§ Exercise aim
Span requested from the data below: the line with "[[658, 301], [494, 361], [711, 325], [676, 4]]" through the line with "Task: point out the advertising", both included. Give only these lines again, exactly, and leave every picture out.

§ Information
%%

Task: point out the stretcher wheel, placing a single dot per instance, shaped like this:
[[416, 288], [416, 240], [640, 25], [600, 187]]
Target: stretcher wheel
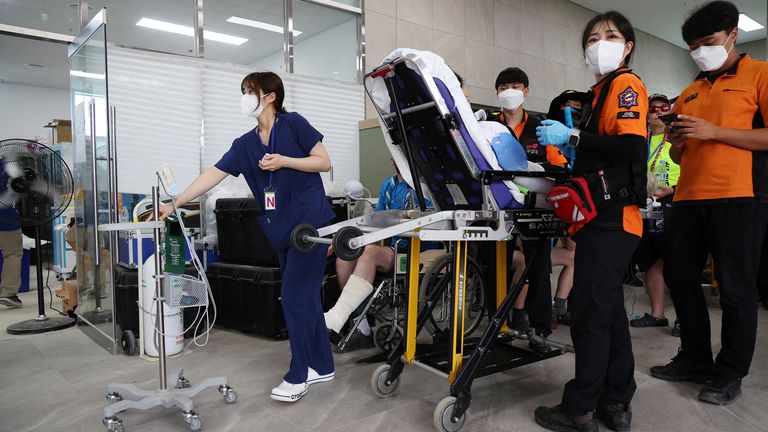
[[341, 243], [385, 338], [444, 412], [379, 382], [299, 237]]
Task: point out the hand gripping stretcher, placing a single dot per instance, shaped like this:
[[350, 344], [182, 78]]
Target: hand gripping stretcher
[[445, 154]]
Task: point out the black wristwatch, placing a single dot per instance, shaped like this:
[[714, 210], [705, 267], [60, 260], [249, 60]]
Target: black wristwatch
[[573, 141]]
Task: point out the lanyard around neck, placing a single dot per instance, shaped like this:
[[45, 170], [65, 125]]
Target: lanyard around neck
[[272, 134], [656, 153]]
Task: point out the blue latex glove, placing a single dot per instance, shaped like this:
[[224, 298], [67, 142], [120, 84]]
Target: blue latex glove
[[552, 132]]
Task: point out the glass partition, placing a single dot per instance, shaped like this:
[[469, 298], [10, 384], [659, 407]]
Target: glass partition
[[328, 44], [93, 206]]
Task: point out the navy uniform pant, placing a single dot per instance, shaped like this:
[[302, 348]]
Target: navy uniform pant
[[300, 298], [733, 234], [599, 328], [538, 302]]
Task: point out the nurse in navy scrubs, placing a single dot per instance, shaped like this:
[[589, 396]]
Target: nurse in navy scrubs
[[281, 159]]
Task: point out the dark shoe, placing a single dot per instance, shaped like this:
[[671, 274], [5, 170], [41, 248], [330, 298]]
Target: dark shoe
[[682, 368], [356, 342], [560, 306], [676, 329], [518, 320], [556, 420], [538, 343], [616, 417], [11, 301], [565, 319], [333, 337], [649, 320], [721, 391]]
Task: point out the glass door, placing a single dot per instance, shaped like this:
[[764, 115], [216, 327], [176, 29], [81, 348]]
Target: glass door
[[94, 194]]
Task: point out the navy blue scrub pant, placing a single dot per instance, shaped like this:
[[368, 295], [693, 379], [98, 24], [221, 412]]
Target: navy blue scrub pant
[[733, 233], [605, 364], [300, 297]]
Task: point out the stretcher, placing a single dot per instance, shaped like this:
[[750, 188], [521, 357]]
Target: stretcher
[[447, 156]]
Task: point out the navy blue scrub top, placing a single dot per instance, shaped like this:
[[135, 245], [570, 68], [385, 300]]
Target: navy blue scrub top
[[300, 196]]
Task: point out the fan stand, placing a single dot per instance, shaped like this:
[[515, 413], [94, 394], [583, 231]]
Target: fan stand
[[42, 323]]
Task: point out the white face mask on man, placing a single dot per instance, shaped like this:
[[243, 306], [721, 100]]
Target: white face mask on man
[[604, 56], [511, 99], [251, 105], [711, 57]]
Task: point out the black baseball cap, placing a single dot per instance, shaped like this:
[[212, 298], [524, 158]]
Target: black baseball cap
[[511, 75]]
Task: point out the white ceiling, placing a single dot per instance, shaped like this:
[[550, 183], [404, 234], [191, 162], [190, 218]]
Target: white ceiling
[[60, 16], [661, 18], [16, 52], [664, 18]]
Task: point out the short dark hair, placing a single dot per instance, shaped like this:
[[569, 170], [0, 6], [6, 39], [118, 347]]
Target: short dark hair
[[711, 18], [510, 76], [267, 82], [458, 77], [622, 25]]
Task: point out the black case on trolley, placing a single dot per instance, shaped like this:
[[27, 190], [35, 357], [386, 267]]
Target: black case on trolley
[[248, 298], [241, 240]]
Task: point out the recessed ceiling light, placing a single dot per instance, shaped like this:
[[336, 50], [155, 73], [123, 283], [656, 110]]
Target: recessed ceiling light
[[83, 74], [189, 31], [259, 25], [748, 24]]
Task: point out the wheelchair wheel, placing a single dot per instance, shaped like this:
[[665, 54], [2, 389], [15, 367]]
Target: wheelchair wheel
[[379, 383], [474, 305]]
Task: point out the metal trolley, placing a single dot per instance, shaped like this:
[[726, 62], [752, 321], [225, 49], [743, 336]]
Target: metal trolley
[[425, 128]]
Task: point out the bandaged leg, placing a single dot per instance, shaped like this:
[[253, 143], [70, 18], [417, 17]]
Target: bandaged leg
[[354, 292]]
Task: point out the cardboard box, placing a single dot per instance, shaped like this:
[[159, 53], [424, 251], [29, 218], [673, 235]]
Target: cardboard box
[[68, 295]]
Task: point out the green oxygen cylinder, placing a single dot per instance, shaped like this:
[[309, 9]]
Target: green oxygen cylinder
[[174, 246]]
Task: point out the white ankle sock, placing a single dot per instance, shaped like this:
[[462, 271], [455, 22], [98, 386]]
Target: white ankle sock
[[364, 327], [354, 292]]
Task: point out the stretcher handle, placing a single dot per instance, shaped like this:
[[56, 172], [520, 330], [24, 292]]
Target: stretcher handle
[[487, 177]]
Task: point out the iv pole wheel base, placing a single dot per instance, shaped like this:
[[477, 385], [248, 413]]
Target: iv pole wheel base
[[113, 424], [230, 396], [193, 420]]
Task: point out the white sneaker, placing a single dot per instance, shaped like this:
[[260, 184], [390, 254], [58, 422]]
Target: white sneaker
[[287, 392], [313, 377]]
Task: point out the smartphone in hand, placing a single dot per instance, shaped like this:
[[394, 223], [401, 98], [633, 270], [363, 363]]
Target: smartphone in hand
[[668, 118]]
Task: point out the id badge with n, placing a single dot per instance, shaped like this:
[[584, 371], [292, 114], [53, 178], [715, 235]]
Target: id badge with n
[[270, 198]]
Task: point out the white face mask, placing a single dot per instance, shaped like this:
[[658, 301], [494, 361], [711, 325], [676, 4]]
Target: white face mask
[[511, 99], [604, 57], [251, 105], [709, 58]]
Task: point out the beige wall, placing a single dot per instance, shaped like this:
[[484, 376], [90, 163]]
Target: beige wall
[[478, 38], [756, 49]]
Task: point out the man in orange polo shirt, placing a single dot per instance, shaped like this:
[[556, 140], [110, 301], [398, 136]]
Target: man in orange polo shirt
[[720, 142]]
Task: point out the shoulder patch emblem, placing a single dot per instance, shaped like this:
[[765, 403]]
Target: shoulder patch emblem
[[628, 98]]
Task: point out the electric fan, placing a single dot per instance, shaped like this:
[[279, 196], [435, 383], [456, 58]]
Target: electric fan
[[38, 184]]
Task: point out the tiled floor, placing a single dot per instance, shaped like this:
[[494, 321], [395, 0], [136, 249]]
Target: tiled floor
[[56, 382]]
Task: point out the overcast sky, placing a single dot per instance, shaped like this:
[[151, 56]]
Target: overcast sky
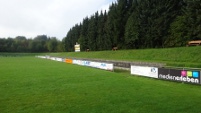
[[53, 18]]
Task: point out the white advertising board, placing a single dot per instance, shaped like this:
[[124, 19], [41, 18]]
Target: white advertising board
[[100, 65], [59, 59], [144, 71]]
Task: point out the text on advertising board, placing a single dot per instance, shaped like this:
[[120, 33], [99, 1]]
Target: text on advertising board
[[179, 75]]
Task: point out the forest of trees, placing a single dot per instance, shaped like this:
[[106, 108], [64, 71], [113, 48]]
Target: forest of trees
[[129, 24], [41, 43], [133, 24]]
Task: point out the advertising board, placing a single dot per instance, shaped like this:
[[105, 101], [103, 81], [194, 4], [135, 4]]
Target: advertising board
[[100, 65], [187, 76], [144, 71], [69, 61], [77, 48]]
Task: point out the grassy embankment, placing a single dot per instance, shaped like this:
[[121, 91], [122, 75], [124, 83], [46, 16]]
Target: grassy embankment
[[181, 57], [33, 85]]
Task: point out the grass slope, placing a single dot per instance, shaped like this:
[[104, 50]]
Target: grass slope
[[183, 56], [33, 85]]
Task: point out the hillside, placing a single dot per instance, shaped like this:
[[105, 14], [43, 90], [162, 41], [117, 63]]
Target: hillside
[[181, 57]]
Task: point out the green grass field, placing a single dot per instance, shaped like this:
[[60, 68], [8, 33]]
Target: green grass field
[[182, 56], [33, 85]]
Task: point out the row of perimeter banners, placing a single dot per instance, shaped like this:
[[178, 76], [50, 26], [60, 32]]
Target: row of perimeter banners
[[99, 65], [179, 75]]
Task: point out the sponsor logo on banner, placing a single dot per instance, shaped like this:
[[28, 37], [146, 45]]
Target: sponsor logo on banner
[[105, 66], [145, 71], [69, 61], [180, 75]]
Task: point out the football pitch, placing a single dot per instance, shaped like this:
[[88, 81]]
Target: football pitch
[[33, 85]]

%%

§ Final answer
[[658, 301], [494, 361], [711, 325], [676, 4]]
Target: white face mask
[[511, 99], [604, 57], [251, 105], [709, 58]]
Task: point out the beige wall, placing a single dot per instance, shaped like this:
[[484, 376], [90, 163]]
Target: beige wall
[[478, 38], [756, 49]]
Task: point out the man in orange polo shirt, placing a single dot per instance, shaped like this:
[[556, 140], [110, 301], [398, 136]]
Target: man in orange polo shirt
[[720, 142]]
Task: point out the shoulder patch emblem, placing a single dot per instance, shaped like this:
[[765, 403]]
Target: shoulder patch emblem
[[628, 98]]
Task: point out the electric fan, placing a single dot per instance, shaped like this:
[[279, 196], [435, 383], [456, 58]]
Target: electric fan
[[38, 184]]
Task: point out the tiled floor, placing a single dot per instance, shaped like this:
[[494, 321], [395, 0], [136, 249]]
Target: tiled floor
[[56, 382]]
Task: point out the overcast sky, placing a single dot per instance, shaped like this:
[[151, 56]]
Target: overcast sky
[[53, 18]]
Task: point out the white advertising board, placing a single dot per instance, shaped like this:
[[124, 19], [41, 18]]
Target: white advertising board
[[100, 65], [59, 59], [144, 71]]
Task: point out the text on advertising board, placing a single dot per instance, shaped like this:
[[120, 33], [99, 1]]
Target: text on advertising board
[[179, 75]]
Task: point out the forest of trees, placing a single dot per instance, shaped like this:
[[106, 108], [64, 71], [113, 48]]
Target: forest of trees
[[129, 24], [41, 43], [133, 24]]
Task: point out the advertising board, placing a single dot per instance, shaped like this:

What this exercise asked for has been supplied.